→ 抜粋

____________

AWS Glueを使用してRDS内のデータのETLを行う機会があったので、CDKで実装してみました。いくつかハマった点もあったのでその記録です。

今回は以下のようにRDSにアクセスするCrawlerとジョブを実装します

Glue Crawler からRDSにアクセスしてData Catalogを生成
Glue JobからRDSのデータをETLしてS3に格納。

実装について

以下のWorkshopでGlueからRDSにアクセスする題材があったので、こちらを流用しました。

catalog.us-east-1.prod.workshops.aws

実装したものは以下にあります（今回の記事の内容以外のものも含まれています）。 github.com

実装詳細

今回はCDKで実装していきます。

なお記事執筆時点ではAWS Glueの正式なL2 Constructは存在しません。そのためαモジュールの @aws-cdk/aws-glue-alpha を使用して実装していきます。

VPCやAuroraを実装

VPCやAuroraなどGlue以外のリソースを実装してきます。

VPCは今回NAT GW無しにしています。

RDSについてネタ元のWorkshopではAurora MySQLを使用していましたが、今回 RDS Data APIを使ってみたかった（詳細後述）のため、PostgreSQLに変えています。

また記事執筆時点ではAurora PostgreSQL14以降を使用すると、そのままではGlueから接続できずにエラーになります。そのため今回は一旦13を使用します。

※参考

qiita.com

repost.aws

// vpc
const vpc = new ec2.Vpc(this, 'Vpc', {
    natGateways: 0,  // 0を指定
    maxAzs: 2,
    subnetConfiguration: [
        {
            name: 'private-subnet-',
            subnetType: ec2.SubnetType.PRIVATE_WITH_EGRESS,
            cidrMask: 24
        },
        {
            name: 'public-subnet-',
            subnetType: ec2.SubnetType.PUBLIC,
            cidrMask: 24
        }
    ]
})

____________

→ 今回のデータ
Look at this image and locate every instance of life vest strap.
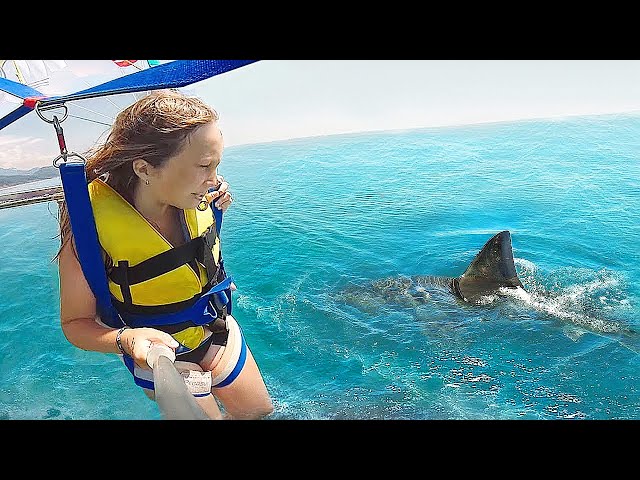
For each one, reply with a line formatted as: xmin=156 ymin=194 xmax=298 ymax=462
xmin=122 ymin=277 xmax=233 ymax=328
xmin=109 ymin=229 xmax=217 ymax=286
xmin=59 ymin=162 xmax=124 ymax=328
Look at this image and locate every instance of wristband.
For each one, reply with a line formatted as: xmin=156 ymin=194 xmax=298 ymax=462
xmin=116 ymin=325 xmax=129 ymax=355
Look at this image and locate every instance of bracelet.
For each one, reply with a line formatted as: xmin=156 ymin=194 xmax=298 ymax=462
xmin=116 ymin=325 xmax=129 ymax=355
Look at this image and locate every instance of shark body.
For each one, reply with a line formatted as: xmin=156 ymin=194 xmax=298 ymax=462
xmin=344 ymin=230 xmax=523 ymax=305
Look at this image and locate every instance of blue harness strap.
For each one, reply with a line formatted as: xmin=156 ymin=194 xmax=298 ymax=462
xmin=60 ymin=162 xmax=124 ymax=328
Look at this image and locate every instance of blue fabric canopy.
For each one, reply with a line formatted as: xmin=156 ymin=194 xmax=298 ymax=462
xmin=0 ymin=60 xmax=257 ymax=130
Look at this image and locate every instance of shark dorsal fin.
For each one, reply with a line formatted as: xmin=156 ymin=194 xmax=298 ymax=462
xmin=456 ymin=230 xmax=522 ymax=301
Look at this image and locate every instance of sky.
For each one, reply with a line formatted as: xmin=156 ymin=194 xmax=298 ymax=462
xmin=0 ymin=60 xmax=640 ymax=169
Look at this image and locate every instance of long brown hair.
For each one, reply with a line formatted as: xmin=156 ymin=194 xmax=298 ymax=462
xmin=54 ymin=89 xmax=219 ymax=261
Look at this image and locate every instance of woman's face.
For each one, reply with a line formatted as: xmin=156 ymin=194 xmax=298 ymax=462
xmin=149 ymin=122 xmax=224 ymax=209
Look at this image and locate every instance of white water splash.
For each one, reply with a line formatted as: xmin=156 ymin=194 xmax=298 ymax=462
xmin=500 ymin=259 xmax=629 ymax=339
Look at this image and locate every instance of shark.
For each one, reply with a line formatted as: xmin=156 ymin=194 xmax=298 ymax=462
xmin=339 ymin=230 xmax=640 ymax=353
xmin=343 ymin=230 xmax=524 ymax=306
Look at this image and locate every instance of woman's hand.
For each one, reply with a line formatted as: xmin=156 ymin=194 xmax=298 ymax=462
xmin=120 ymin=327 xmax=180 ymax=370
xmin=205 ymin=175 xmax=233 ymax=212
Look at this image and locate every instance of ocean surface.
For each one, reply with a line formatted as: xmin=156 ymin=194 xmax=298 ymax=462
xmin=0 ymin=114 xmax=640 ymax=421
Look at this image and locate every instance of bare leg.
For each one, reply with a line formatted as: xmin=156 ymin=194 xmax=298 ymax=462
xmin=212 ymin=347 xmax=273 ymax=420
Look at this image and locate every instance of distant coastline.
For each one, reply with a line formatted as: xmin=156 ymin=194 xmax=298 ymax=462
xmin=0 ymin=166 xmax=59 ymax=189
xmin=0 ymin=185 xmax=64 ymax=210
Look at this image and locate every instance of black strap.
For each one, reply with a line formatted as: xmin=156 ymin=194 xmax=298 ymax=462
xmin=109 ymin=228 xmax=218 ymax=285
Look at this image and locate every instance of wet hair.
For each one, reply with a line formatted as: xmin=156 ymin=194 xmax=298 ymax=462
xmin=54 ymin=89 xmax=219 ymax=260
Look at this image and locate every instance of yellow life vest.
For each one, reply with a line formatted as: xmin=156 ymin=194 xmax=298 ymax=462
xmin=88 ymin=179 xmax=220 ymax=307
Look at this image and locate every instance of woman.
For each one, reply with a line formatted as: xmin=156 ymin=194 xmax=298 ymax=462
xmin=57 ymin=90 xmax=273 ymax=419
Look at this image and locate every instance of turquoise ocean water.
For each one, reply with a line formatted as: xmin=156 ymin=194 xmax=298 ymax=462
xmin=0 ymin=114 xmax=640 ymax=420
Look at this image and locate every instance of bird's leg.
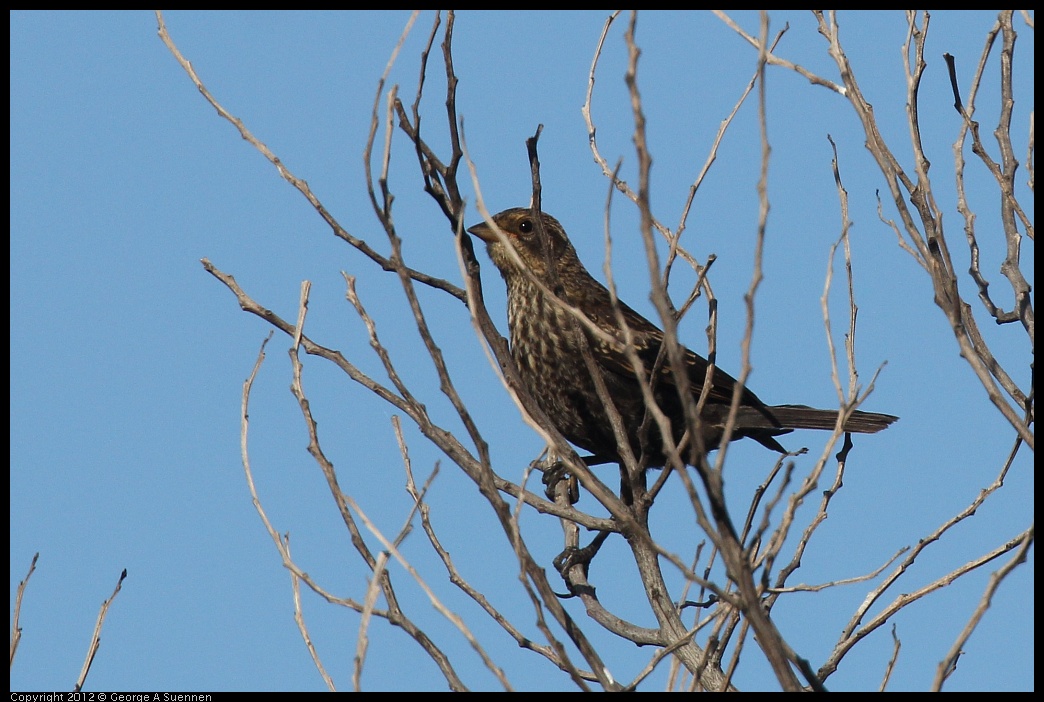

____________

→ 作業の指示
**a.** 記録のうち、「Look at this image and locate every instance of shark.」を含む行から「xmin=205 ymin=175 xmax=233 ymax=212」を含む行まで（両端の行も入れて）を、指示の行も含めてそのまま書き出してください。答えの座標の数字だけを0.95倍に縮めて整数に丸め（0.5は切り上げ）、指示の文や書式見本の数字は変えないでください。
**b.** AWS GlueをCDKで実装する抜粋を、終わったところから引き継いで続きを書いてください。

→ それぞれの答え
**a.**
Look at this image and locate every instance of shark.
For each one, reply with a line formatted as: xmin=156 ymin=194 xmax=298 ymax=462
xmin=322 ymin=219 xmax=608 ymax=335
xmin=326 ymin=219 xmax=498 ymax=291
Look at this image and locate every instance of woman's hand.
For each one, reply with a line formatted as: xmin=156 ymin=194 xmax=298 ymax=462
xmin=114 ymin=311 xmax=171 ymax=352
xmin=195 ymin=166 xmax=221 ymax=201

**b.**
// Aurora
const auroraCluster = new rds.DatabaseCluster(this, 'DatabaseInstance', {
    engine: rds.DatabaseClusterEngine.auroraPostgres({ version: rds.AuroraPostgresEngineVersion.VER_13_13 }),  // 13を指定
    vpc: vpc,
    vpcSubnets: vpc.selectSubnets({ subnetType: ec2.SubnetType.PRIVATE_WITH_EGRESS }),
    writer: rds.ClusterInstance.serverlessV2('Writer', {}),
    serverlessV2MinCapacity: 0.5,
    serverlessV2MaxCapacity: 1,
    credentials: { username: 'glueworkshop' },
    backup: {
        retention: cdk.Duration.days(1)
    },
    defaultDatabaseName: 'glueworkshop',
    removalPolicy: cdk.RemovalPolicy.DESTROY,
    enableDataApi: true  // Data APIを有効化
})

またVPCエンドポイントを追加します。

Secrets Manager：GlueからRDSにアクセスする際、認証情報取得のために必要。
S3：ETL後のデータを書き込むため必要。

vpc.addInterfaceEndpoint('SecretsManagerVpcEndpoint', {
    service: ec2.InterfaceVpcEndpointAwsService.SECRETS_MANAGER
})

vpc.addGatewayEndpoint('GlueGatewayEndpoint', {
    service: ec2.GatewayVpcEndpointAwsService.S3
})

Glue Connection周りの実装

GlueからVPC内リソースにアクセスするときは、ENIが生えてきてアクセスする形になります。なお実際はENIは複数生えてくるため、IPが枯渇しないように注意が必要です。

repost.aws

そのためのセキュリティグループやGlue Connectionの設定を行います。

まずはセキュリティグループを作成します。自己参照ルールが必要なのがポイントです。

※参考

qiita.com

またv.2.138.0でec2.PortにおいてWell-known portをenumで実装できるようになりました。今回の実装例ではPOSTGRES(ポート5432）を使用しています。

github.com

// セキュリティグループを作成
const glueSecurityGroup = new ec2.SecurityGroup(this, 'GlueSG', {
    vpc: vpc,
})

// 自己参照ルールを追加
glueSecurityGroup.connections.allowInternally(ec2.Port.allTcp())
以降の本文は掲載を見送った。